What is needed: Your answer should be the lines below from the one with "Target: dirt path" to the one with "Task: the component shall indicate the mountain slope", both included, given again exactly and with nothing added.

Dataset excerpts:

=-=-=

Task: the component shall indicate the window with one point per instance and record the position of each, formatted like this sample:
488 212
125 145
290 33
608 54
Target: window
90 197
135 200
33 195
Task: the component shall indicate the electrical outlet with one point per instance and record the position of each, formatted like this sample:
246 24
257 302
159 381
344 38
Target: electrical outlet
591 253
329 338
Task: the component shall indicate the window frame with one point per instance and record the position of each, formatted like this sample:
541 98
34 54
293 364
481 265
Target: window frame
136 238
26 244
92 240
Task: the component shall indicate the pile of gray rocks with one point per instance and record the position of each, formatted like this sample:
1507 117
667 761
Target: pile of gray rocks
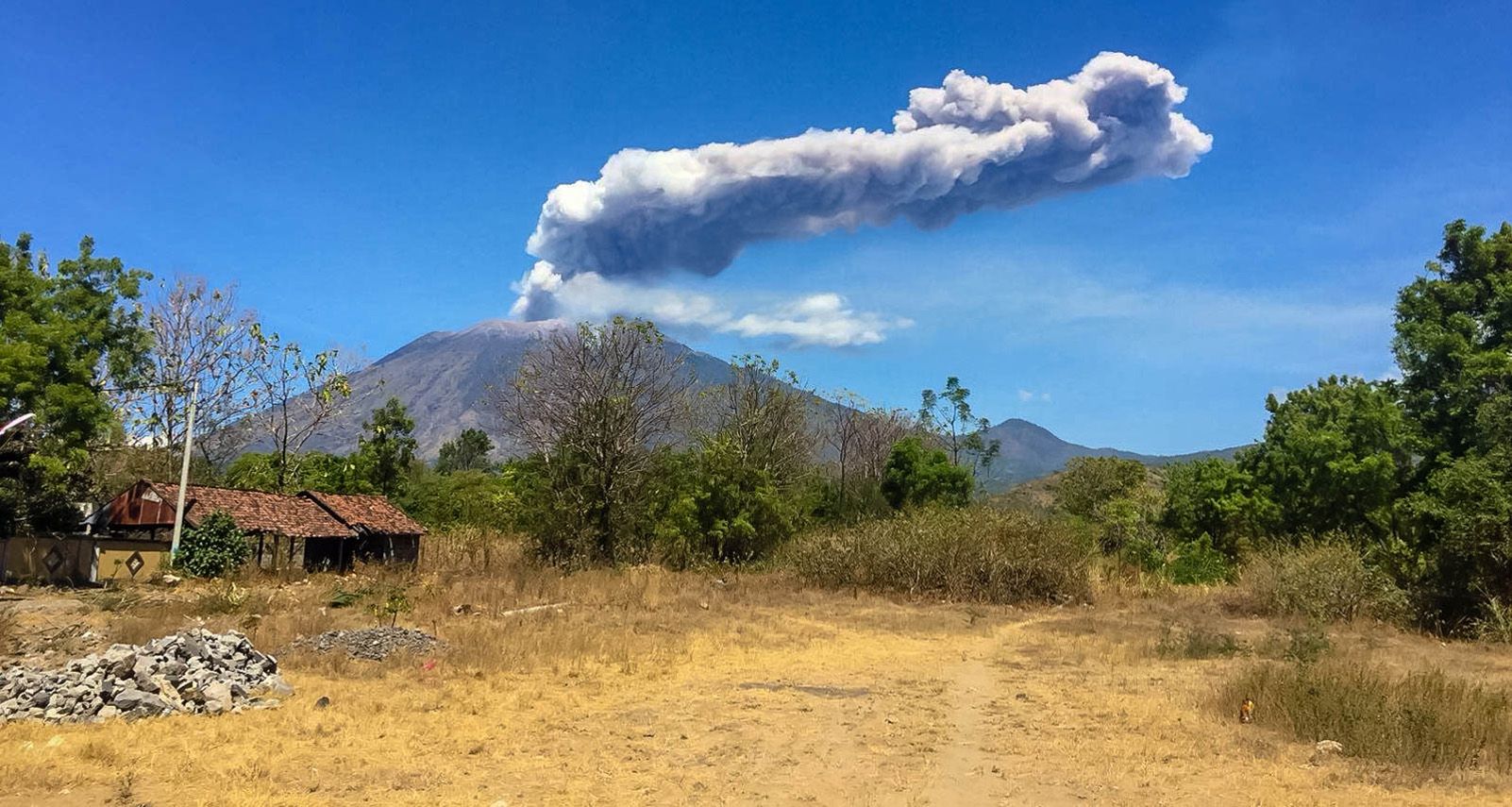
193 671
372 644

=-=-=

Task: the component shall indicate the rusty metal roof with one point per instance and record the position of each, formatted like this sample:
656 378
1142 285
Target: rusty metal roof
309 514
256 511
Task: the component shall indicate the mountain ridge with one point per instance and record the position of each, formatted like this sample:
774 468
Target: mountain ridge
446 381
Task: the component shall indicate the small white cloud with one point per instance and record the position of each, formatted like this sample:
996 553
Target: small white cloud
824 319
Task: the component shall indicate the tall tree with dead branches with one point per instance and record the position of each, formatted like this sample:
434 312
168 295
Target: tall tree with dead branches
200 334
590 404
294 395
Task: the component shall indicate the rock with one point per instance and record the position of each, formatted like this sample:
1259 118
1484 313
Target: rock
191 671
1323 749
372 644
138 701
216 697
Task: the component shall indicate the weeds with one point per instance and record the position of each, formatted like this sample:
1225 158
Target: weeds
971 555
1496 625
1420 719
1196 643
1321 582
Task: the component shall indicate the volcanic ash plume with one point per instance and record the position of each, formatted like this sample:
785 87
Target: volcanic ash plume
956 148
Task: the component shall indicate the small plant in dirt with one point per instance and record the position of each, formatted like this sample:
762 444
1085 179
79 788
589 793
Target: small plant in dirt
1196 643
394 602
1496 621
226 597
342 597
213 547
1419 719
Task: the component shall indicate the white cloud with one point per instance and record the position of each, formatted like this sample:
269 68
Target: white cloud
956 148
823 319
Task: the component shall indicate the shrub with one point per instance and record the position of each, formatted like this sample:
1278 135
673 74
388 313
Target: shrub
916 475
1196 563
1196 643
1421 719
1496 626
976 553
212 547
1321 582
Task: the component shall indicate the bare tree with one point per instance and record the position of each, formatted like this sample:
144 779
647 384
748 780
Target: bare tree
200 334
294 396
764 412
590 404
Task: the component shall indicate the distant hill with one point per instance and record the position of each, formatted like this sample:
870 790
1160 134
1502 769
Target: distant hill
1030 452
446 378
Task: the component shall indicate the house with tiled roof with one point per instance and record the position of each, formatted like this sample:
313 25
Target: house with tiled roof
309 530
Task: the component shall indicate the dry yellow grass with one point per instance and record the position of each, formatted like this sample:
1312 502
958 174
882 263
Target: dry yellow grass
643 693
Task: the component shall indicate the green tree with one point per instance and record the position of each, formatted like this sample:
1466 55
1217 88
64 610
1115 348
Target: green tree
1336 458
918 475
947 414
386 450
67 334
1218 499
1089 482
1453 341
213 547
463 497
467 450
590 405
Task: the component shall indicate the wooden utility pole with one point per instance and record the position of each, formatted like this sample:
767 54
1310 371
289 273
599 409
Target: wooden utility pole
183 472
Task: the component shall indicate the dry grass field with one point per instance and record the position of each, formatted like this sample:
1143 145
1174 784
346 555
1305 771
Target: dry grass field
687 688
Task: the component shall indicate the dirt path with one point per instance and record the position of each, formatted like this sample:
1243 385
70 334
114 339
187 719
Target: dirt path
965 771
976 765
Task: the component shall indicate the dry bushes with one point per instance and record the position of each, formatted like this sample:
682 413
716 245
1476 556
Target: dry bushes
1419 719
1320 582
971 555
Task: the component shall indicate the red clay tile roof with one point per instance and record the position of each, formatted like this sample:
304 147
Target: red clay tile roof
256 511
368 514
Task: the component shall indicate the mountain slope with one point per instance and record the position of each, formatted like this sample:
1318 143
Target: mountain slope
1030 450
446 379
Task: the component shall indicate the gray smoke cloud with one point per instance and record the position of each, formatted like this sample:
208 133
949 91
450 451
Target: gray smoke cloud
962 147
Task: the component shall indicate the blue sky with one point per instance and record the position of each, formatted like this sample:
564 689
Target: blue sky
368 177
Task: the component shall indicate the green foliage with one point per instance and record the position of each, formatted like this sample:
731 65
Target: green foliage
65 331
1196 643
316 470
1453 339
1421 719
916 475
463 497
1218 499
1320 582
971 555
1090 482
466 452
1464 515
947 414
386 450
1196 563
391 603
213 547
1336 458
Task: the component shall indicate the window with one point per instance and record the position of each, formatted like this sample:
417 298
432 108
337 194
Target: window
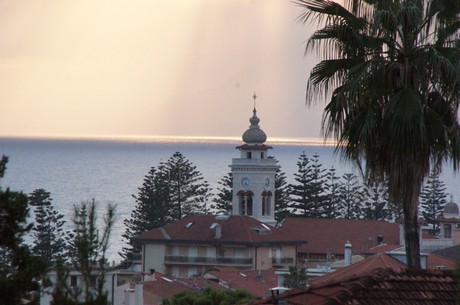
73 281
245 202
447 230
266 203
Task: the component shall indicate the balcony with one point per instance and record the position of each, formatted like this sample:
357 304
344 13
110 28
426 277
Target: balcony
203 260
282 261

=-=-=

Reply to the task:
Target: dirt path
965 771
976 765
Task: the component shall indicate the dry bushes with one point per instance and record the position of each, formatted like this sample:
682 413
716 245
1476 556
Target: dry bushes
1419 719
1320 582
971 555
Task: the component shall indicate the red clay tile roof with one point per instance and record the position of each, formatted like this sample:
304 147
Target: red clay tile roof
256 511
368 514
Task: the component shall indicate the mountain slope with one point per instance and record the position of each, formatted like this sample:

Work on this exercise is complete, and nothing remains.